*Documento di origine*
┄┄┄┄┄┄┄┄┄┄

La risposta è facilmente deducibile dalla vicenda del cosiddetto “Salva Milano”, che resta un macigno che non si può ignorare. Perché se davvero fosse stato tutto normale, tutto regolare, nessuno si sarebbe dato da fare per fare approvare disegni di legge che cancellavano decenni di conquiste urbanistiche.

Provvedimenti cuciti su misura – a quanto pare con il contributo alla stesura da parte di alcuni degli indagati – che avrebbero avallato le sciagurate scelte milanesi e affossato la pianificazione urbanistica di tutto il Paese, generalizzando la pratica di costruire palazzi di 25 piani dove c’erano palazzine di 2 piani con una semplice SCIA (Segnalazione Certificata di Inizio Attività, un’autocertificazione che si utilizza per interventi edilizi poco impegnativi e impattanti), ignorando le norme che prevedono che l’amministrazione pubblica predisponga preventivamente un piano – la regia pubblica – e che il privato versi i dovuti contributi economici per dotare la collettività dei servizi pubblici proporzionati all’incremento di abitanti/utenti della zona.

┄┄┄┄┄┄┄┄┄┄

[Dati di localizzazione con un punto per istanza]
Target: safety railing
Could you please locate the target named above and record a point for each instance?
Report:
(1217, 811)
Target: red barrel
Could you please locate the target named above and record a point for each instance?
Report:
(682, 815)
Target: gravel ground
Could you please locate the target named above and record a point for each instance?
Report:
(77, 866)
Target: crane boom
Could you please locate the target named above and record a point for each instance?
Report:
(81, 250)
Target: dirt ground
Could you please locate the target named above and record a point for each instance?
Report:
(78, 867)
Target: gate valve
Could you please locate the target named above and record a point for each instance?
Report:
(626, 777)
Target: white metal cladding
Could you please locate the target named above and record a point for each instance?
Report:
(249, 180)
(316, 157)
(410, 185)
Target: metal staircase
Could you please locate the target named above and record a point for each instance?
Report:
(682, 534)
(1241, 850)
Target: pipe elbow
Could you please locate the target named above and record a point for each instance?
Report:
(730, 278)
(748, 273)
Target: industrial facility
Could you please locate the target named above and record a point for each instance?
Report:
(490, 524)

┄┄┄┄┄┄┄┄┄┄

*Obiettivo del compito*
Scrivi il seguito del testo sul cosiddetto "Salva Milano", cominciando subito dopo l'ultima frase riportata.

*Risposta*
Una interpretazione distorta della “rigenerazione urbana”, slogan abusato per giustificare il mero “rinnovamento edilizio” di edifici nei luoghi più centrali e redditizi dal punto di vista immobiliare, che non ha niente a che fare con quella rigenerazione autentica, urbanistica e sociale, che dovrebbe essere al centro delle politiche di un Partito che ha una storia di battaglie anche urbanistiche per i diritti dei cittadini, dei lavoratori e delle classi più povere.

Una storia che c’entra ben poco con la linea seguita dal sindaco di Milano, che è frutto di una mutazione genetica che ha da tempo subìto il Partito nei vari passaggi da PCI a PDS e a PD.

Un progressivo allineamento, avvenuto soprattutto nelle sedi comunali e regionali, con una “modernità” neoliberista, che mette al primo posto gli investimenti, gli interessi delle categorie cosiddette “produttive” grandi e piccole, gli interventi che portano consenso elettorale di chi ne è favorito rispetto a quelli che rispondono ai bisogni dei cittadini, soprattutto quelli delle zone più svantaggiate. Con il sempiterno refrain della carenza di risorse pubbliche e della necessità di ricorrere a formule pubblico-private che, con la diabolica giustificazione del raggiungimento dell’equilibrio economico-finanziario, finiscono per essere in gran parte destinate al profitto privato, lasciando all’interesse pubblico briciole e promesse di posti di lavoro mai verificati a posteriori.

E questo appare macroscopicamente nel governo del territorio, dove gli appetiti dei tradizionali costruttori si sommano a quelli dei nuovi fondi di investimento internazionali, trasformando l’urbanistica, visione generale della città di tutti, in mera edilizia, operazione immobiliare dei singoli proprietari.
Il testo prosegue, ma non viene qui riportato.